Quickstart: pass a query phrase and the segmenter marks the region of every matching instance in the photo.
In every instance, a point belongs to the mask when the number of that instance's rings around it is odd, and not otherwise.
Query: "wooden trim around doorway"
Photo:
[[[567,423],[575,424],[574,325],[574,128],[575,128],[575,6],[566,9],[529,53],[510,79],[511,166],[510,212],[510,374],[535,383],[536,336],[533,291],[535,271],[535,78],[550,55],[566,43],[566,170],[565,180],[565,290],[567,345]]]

• _GIVEN REQUEST_: Please reproduce every line of the records above, including the requests, but multiply each coordinate in the polygon outlines by 1.95 and round to the nearest whole number, rounding halves up.

• _FINISHED EXERCISE_:
Quickstart: pass a query phrase and the segmenter marks the region of every matching instance in the photo.
In every instance, a point belongs to the mask when the number of that instance's rings around it is odd, and not otherwise.
Query: "wooden trim around doorway"
Photo:
[[[1106,825],[1121,827],[1119,634],[1119,250],[1121,250],[1121,12],[1104,18],[1032,103],[995,154],[996,324],[995,413],[995,729],[1043,747],[1045,655],[1039,567],[1043,528],[1043,152],[1073,107],[1104,84],[1104,332],[1102,351],[1102,566],[1106,673]]]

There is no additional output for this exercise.